> [Exercise]: Repeat the listing word for word. No pictures belong in the copy.
START Data shown
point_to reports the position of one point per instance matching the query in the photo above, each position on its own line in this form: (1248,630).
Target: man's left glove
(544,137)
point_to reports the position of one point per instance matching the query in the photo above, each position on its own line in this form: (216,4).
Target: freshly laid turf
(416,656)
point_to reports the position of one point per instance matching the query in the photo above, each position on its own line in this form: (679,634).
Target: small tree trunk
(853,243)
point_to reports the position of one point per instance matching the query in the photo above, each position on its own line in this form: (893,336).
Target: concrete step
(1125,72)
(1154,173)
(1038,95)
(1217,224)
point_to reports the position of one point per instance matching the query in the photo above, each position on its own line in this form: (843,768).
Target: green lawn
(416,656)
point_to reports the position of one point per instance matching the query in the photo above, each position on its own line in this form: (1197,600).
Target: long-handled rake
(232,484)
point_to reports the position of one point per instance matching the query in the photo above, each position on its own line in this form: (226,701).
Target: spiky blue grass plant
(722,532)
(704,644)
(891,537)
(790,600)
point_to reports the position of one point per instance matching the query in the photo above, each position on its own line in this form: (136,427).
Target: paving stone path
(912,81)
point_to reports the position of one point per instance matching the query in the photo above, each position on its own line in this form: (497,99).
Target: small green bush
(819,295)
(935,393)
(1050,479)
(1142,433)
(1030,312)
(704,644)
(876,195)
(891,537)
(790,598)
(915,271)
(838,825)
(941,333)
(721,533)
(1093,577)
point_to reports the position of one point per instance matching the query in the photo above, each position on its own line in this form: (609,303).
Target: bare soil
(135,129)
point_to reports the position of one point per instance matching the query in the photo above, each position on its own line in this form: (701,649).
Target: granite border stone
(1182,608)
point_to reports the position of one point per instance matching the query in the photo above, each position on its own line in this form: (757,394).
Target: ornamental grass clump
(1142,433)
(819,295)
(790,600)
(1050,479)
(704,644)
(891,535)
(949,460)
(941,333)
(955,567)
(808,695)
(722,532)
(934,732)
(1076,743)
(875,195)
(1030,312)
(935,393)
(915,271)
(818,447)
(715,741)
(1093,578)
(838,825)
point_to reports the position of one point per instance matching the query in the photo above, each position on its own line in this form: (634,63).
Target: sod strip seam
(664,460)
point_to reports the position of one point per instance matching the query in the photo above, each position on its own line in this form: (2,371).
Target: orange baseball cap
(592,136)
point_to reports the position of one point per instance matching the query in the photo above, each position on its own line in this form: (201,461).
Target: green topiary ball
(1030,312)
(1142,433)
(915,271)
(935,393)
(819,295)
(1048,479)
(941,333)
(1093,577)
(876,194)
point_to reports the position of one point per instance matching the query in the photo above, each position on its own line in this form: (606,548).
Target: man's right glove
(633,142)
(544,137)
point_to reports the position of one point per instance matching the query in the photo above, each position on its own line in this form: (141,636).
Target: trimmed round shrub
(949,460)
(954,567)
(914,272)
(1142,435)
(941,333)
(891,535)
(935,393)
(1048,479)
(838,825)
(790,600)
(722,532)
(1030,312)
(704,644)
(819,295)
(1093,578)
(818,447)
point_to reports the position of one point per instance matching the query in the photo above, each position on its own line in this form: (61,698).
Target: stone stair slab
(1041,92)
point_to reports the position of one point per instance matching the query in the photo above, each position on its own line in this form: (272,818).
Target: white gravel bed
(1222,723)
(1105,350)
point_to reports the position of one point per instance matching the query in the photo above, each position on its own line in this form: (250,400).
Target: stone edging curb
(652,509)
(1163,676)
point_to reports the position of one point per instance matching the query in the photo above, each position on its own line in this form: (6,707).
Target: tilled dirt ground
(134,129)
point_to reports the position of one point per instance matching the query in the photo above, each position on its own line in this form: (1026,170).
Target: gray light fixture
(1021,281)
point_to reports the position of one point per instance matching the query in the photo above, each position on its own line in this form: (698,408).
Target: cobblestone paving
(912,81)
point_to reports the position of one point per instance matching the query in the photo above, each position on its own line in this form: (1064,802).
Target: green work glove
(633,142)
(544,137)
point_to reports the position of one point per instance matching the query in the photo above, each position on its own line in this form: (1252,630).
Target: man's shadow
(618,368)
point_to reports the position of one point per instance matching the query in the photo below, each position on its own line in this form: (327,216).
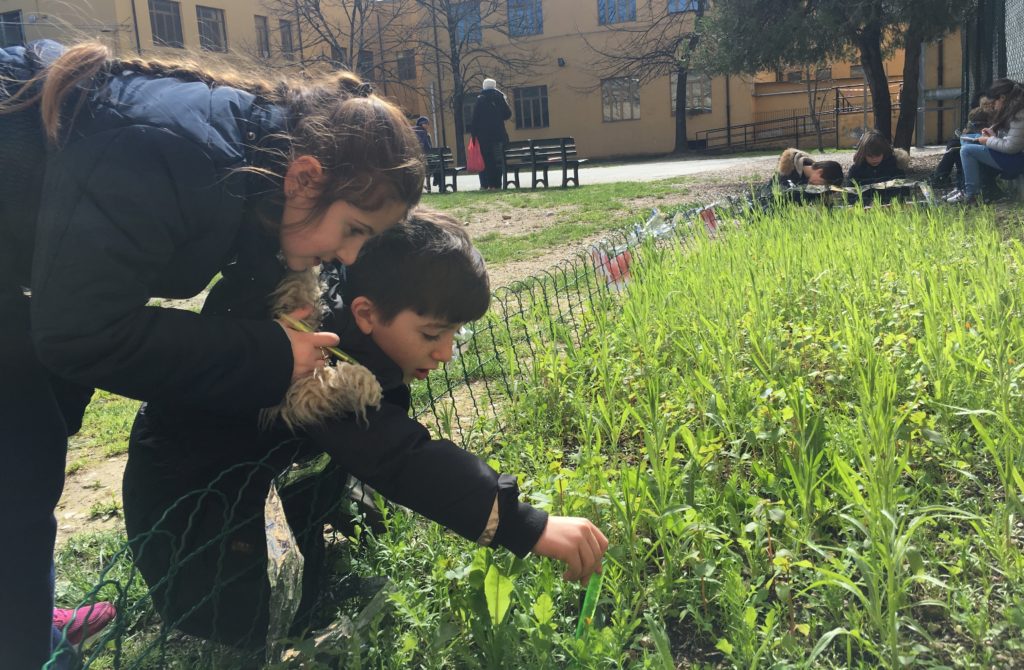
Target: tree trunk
(682,145)
(869,43)
(908,96)
(458,95)
(812,95)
END Data shown
> [Solution below]:
point_to reports the position of one point per instance matching the query in the photo above, each position on its own line in this form: (1248,630).
Target: man's left glove
(544,137)
point_to reports the position of one point per instance matching the query in the photo above, each position on its own line in this form: (216,4).
Target: freshly laid turf
(416,656)
point_to reports the position of one point per instance matching the query in the photo above, each position on its own line in this form: (679,634).
Target: small tree trunk
(853,243)
point_to reports the position of one point per instance matching the query in the photo above, each position on its own line in this form: (893,336).
Target: concrete step
(1125,72)
(1154,173)
(1038,95)
(1217,224)
point_to reports the position of one point per instance matching the query in the photo above, each position on its own line in this form: (843,768).
Target: green lawn
(416,656)
point_to reports the position of one point per instance matching the query in the photo above, each position on its own line in this form: (1197,600).
Target: long-handled rake
(232,484)
point_to reports the position of one point per instance matching the query in the photo above, each position on its own line in this form: (226,701).
Target: spiky blue grass plant
(722,532)
(704,644)
(891,537)
(790,600)
point_to reports the position of one point per instance matching the query in the photo above, each position on its own line in this form: (136,427).
Target: paving stone path
(912,81)
point_to reports the position of one point per instance matching the query in the photo above, each position on its own line in this form: (497,99).
Target: small green bush
(819,295)
(935,393)
(1050,479)
(1142,433)
(1030,312)
(704,644)
(876,195)
(891,537)
(790,598)
(915,271)
(838,825)
(941,333)
(721,533)
(1093,577)
point_to reports the position of one point per instance matching the query in the photo above, each position on its own line in this form: (609,303).
Target: bare soil
(135,129)
point_to reports the position of one point per instance matching the query in the photo above, each position on its own line in this form: (701,649).
Target: granite border stone
(1182,608)
point_to reports the position of one point per instance matching the query in the photo above, each position on its own line in this form: (757,394).
Target: ornamental grass clump
(1142,433)
(819,295)
(790,600)
(1050,479)
(704,644)
(891,535)
(949,460)
(941,333)
(955,567)
(808,695)
(722,532)
(934,732)
(1076,743)
(875,195)
(1030,312)
(935,393)
(915,271)
(818,447)
(715,741)
(1093,578)
(838,825)
point_to reports the position of one point per instance matching the query in the photo above, each position on its own line in this form: (634,63).
Target: sod strip seam
(664,460)
point_to reports the position of one point per instance matching the query in the photo above, each position on its own line in this form: (2,371).
Target: orange baseball cap
(592,136)
point_to reports the position of one point per instance matching the query in the photo above, each position on its own line in this form: (201,461).
Target: green topiary ball
(1030,312)
(1142,433)
(915,271)
(935,393)
(819,295)
(1048,479)
(941,333)
(1093,577)
(876,194)
point_to reports the position of one point per instance matching the query in the photo above, each position on its own line in this form: (606,548).
Target: man's right glove
(633,142)
(544,137)
point_to reports the position of one point per instance matching the query in the photo above, each position on its own line in this form: (141,636).
Target: trimmed round shrub
(949,460)
(954,567)
(914,272)
(1142,435)
(941,333)
(891,535)
(935,393)
(1048,479)
(838,825)
(790,600)
(722,532)
(1030,312)
(704,644)
(819,295)
(1093,578)
(818,447)
point_to reports the position of one point per instance matching the query in the photo above, each position on its own line in this form: (61,698).
Target: stone stair slab
(1041,92)
point_to reports the position of one point per instance matching the query in the photo above, each position on its own line in this form: (272,818).
Target: white gravel bed
(1222,723)
(1105,350)
point_to reports the position of one point per instance matching the query in the photo above, each position on its own line in this form: (250,400).
Target: stone edging curb
(652,509)
(1163,676)
point_to reports the position of one point per instance matching the query in the photo above, each position on its own line in this form: (6,707).
Target: tilled dirt ground
(134,129)
point_to reports the position of one point per instance matching the query in the photo above, each position on its own line in this form: (1026,170).
Target: gray light fixture
(1021,281)
point_to reports the position of one point per instance matching the query in the photo above, each position on its own line in this form: (698,408).
Target: cobblestone paving
(912,81)
point_to reports the position of one point per instance matching the query in the photo above, each position on its own line in this form: (1064,802).
Target: green work glove
(633,142)
(544,137)
point_to reports the position of one point per instance matching the query in the photo above, each position on its own line in this form: (1252,630).
Target: man's shadow
(618,368)
point_to reports the position of one point per instance matching the query in the photo below, each position on its own line in this form: (327,216).
Target: tree trunk
(682,145)
(869,43)
(908,96)
(458,95)
(812,95)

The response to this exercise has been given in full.